[START]
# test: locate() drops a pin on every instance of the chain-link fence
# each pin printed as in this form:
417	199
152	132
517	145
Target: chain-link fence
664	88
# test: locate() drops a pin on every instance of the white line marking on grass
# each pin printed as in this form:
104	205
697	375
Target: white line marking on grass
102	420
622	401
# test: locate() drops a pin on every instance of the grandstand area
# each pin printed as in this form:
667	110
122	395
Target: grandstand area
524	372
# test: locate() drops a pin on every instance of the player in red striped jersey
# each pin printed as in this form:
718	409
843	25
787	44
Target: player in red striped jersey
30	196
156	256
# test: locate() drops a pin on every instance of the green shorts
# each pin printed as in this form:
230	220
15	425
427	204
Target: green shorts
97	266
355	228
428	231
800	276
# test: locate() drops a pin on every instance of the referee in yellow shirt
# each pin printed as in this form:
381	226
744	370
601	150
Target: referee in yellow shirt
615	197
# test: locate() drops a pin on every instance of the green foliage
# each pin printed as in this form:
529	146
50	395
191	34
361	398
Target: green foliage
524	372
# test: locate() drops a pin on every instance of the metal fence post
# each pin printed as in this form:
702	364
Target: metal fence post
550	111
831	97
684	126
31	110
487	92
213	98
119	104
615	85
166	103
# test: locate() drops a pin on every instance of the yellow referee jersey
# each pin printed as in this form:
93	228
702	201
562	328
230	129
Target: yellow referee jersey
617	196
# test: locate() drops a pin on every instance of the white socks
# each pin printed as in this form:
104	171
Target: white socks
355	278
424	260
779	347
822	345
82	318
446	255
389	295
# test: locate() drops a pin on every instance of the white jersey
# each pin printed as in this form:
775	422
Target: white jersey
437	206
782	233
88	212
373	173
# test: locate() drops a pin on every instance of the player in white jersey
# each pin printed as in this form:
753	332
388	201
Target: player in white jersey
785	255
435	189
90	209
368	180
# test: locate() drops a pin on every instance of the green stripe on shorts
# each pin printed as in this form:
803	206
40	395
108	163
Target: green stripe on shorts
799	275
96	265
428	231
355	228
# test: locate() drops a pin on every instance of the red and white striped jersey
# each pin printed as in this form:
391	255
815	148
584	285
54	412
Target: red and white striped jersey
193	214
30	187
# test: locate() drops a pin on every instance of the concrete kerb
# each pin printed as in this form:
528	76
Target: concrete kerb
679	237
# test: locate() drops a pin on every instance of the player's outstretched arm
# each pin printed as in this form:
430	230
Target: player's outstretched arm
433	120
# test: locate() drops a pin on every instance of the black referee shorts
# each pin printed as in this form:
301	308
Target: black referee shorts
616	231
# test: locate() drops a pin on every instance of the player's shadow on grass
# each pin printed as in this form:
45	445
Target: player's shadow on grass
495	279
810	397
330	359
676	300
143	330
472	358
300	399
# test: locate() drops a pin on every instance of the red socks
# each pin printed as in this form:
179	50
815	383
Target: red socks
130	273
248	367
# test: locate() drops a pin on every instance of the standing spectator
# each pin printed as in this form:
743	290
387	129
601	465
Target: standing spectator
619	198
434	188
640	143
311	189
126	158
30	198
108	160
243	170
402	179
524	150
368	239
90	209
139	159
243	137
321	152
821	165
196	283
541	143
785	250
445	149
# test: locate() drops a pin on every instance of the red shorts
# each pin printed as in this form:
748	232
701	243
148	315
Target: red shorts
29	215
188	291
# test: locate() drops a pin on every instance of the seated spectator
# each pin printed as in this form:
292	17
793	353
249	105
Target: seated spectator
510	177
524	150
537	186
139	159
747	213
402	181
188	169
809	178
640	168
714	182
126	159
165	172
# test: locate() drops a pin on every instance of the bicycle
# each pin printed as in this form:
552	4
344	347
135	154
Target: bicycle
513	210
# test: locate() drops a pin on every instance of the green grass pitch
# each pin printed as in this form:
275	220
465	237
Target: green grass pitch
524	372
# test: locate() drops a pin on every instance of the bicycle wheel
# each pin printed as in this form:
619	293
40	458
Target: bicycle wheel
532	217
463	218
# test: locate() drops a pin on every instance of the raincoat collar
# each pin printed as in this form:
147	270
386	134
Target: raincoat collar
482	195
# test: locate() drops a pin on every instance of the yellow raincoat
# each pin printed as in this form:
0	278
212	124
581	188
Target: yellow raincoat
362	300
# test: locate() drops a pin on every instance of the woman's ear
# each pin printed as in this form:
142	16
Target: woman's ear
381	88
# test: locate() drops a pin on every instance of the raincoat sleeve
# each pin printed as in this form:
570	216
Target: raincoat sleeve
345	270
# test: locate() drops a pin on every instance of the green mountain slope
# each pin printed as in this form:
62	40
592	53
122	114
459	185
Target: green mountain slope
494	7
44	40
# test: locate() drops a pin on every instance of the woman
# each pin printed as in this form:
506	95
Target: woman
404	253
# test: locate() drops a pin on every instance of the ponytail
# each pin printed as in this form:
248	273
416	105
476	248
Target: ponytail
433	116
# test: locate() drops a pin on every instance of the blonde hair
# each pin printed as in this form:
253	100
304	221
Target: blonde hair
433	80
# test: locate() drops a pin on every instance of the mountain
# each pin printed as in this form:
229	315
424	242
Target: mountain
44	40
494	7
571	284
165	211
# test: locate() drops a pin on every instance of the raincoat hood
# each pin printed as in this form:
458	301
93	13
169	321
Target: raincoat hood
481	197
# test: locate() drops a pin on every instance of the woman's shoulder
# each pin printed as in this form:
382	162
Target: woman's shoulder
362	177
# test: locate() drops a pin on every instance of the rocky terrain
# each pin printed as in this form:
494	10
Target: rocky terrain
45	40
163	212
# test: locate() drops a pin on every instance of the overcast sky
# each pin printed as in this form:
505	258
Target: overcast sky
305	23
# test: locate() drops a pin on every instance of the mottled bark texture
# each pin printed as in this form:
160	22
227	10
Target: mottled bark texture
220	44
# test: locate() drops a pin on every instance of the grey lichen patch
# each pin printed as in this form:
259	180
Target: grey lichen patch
[END]
## Stated exercise:
Copy every line verbatim.

## Written solution:
# test: locate() drops a pin on every instance of the chain-link fence
# each pin printed as in this form:
417	199
152	132
517	145
Target: chain-link fence
664	88
# test: locate() drops a pin on every instance of the white line marking on grass
# each pin printed as in this form:
104	205
697	375
Target: white line marking on grass
102	420
622	401
# test: locate() drops a pin on every instance of the grandstand area
# each pin printed as in this form:
667	110
122	395
Target: grandstand area
524	372
# test: locate() drops a pin on every instance of the player in red striped jersey
# each pin printed as in this form:
718	409
843	25
787	44
Target: player in red striped jersey
30	196
156	256
# test: locate() drops a pin on every instance of the green shorts
# each pin printed as in this form:
230	220
15	425
427	204
Target: green shorts
97	266
355	228
428	231
800	276
# test: locate() drops a pin on every instance of the referee in yellow shirt
# each pin printed as in this form:
381	226
744	370
601	150
Target: referee in yellow shirt
615	197
# test: locate() drops a pin on every instance of the green foliage
# each pin printed as in this form:
529	146
50	395
191	34
361	398
Target: green foliage
524	372
# test: locate() drops a pin on every instance of the metal fence post
# each pin printed as in this form:
702	364
Target: metal fence post
550	111
831	97
684	126
31	110
487	92
213	98
119	104
615	85
166	103
# test: locate() drops a pin on every instance of the yellow referee jersey
# each pin printed as in this form:
93	228
702	201
562	328
230	129
Target: yellow referee jersey
617	196
# test: locate() drops a pin on every instance of the white socks
# each pin printed as in this form:
104	171
Target: white socks
355	278
424	260
779	347
822	345
82	318
446	255
389	295
# test: locate() drops a pin on every instance of the white jersey
# each pin printed as in this form:
775	422
Target: white jersey
437	206
782	233
88	212
373	173
# test: locate() drops a pin on every instance of the player in white jersey
# each pin printed as in this form:
753	332
388	201
Target: player in white jersey
785	255
435	189
90	209
368	180
# test: locate() drops a pin on every instance of the green stripe on shorts
# each pin printed as in this form:
803	206
40	395
108	163
Target: green stripe on shorts
799	275
96	265
428	231
355	228
# test: locate() drops a pin on every instance of the red and white striped jersey
# each pin printed as in this form:
391	255
815	148
584	285
54	412
Target: red and white striped jersey
193	214
30	187
# test: locate() drops a pin on every instance of the concrete kerb
# each pin printed as in this form:
528	76
Target: concrete kerb
679	237
# test: locate() drops a pin on every instance of the player's outstretched arm
# each pin printed as in this form:
430	230
Target: player's outstretched arm
433	120
# test: locate() drops a pin on every instance of the black referee shorts
# each pin printed as in this form:
301	308
Target: black referee shorts
616	231
# test: locate() drops a pin on every instance of the player's shadow on grass
# each pin printed as in this form:
45	445
Target: player's shadow on grass
495	279
810	397
330	359
676	300
143	330
472	358
300	399
# test: locate() drops a pin on every instance of the red socks
# each pin printed as in this form:
179	50
815	383
Target: red socks
130	273
248	367
# test: locate() drops a pin on every instance of the standing spectator
# each pin printed as in this form:
743	290
387	129
601	465
Target: standing spectator
619	198
434	188
640	143
311	189
126	158
30	198
108	160
243	170
402	179
524	150
368	239
90	209
139	159
243	137
321	152
821	165
196	283
541	143
785	250
445	149
# test: locate() drops a pin on every instance of the red shorts
# each pin printed as in this form:
748	232
701	243
148	315
Target: red shorts
29	215
188	291
# test: locate() drops a pin on every instance of the seated spectator
# each pin printed as in this form:
292	17
793	353
249	105
Target: seated spectator
510	177
524	150
537	186
139	159
747	213
402	181
188	169
809	178
640	168
714	182
126	159
165	172
# test: locate() drops a pin on every instance of the bicycle
# each pin printed as in this form:
552	4
344	347
135	154
Target: bicycle
513	210
# test: locate() drops a pin on every instance of the green grass pitch
# each pin printed as in this form:
275	220
465	237
Target: green grass pitch
524	372
# test: locate() drops a pin on every instance of the bicycle wheel
# each pin printed as in this form:
619	293
40	458
Target: bicycle wheel
532	217
463	218
# test: locate() drops a pin on every instance of the raincoat collar
# each pin printed as in this form:
147	270
386	134
Target: raincoat collar
482	195
# test: locate() drops a pin on every instance of the yellow raincoat
# each pin printed as in this form:
0	278
212	124
581	188
Target: yellow raincoat
362	300
# test: locate() drops a pin on every instance of the woman's ear
# each pin printed as in this form:
142	16
Target: woman's ear
381	88
# test: locate() drops a pin on every instance of the raincoat sleeve
# each pin printed as in this form:
570	216
Target: raincoat sleeve
345	270
# test: locate() drops a pin on every instance of the green mountain slope
# each pin printed as in this form:
62	40
592	53
122	114
459	185
Target: green mountain slope
494	7
44	40
# test: locate() drops a pin on every instance of the woman
# each pin printed as in this form:
506	95
Target: woman
404	253
# test: locate() drops a pin on every instance of the ponytail
# each pin printed as in this form:
248	273
416	105
476	248
Target: ponytail
433	116
# test: locate() drops a pin on every instance of the blonde hair
# each pin printed as in this form:
253	100
304	221
Target: blonde hair
433	80
# test: locate() drops a pin on every instance of the mountain
# each pin printed as in this form:
229	315
424	242
Target: mountain
44	40
494	7
571	284
165	211
# test: locate() drops a pin on every instance of the raincoat hood
# each pin printed as in this form:
458	301
93	13
169	321
Target: raincoat hood
481	197
# test: locate() drops a pin on every instance of the woman's shoulder
# each pin printed as in this form:
382	162
Target: woman's shoulder
362	177
# test: locate() drops a pin on every instance of the rocky terrain
# each pin printed as in this form:
494	10
Target: rocky terrain
45	40
163	212
# test: locate() drops a pin on every instance of the overcast sky
# each pin printed as in this form:
505	258
Target: overcast sky
305	23
# test: locate() drops a pin on every instance of the mottled bark texture
# each pin printed as in this form:
160	22
227	10
Target: mottled bark texture
220	44
# test: locate() drops a pin on every instance of the grey lichen patch
# each pin printed as in this form:
259	180
Target: grey lichen patch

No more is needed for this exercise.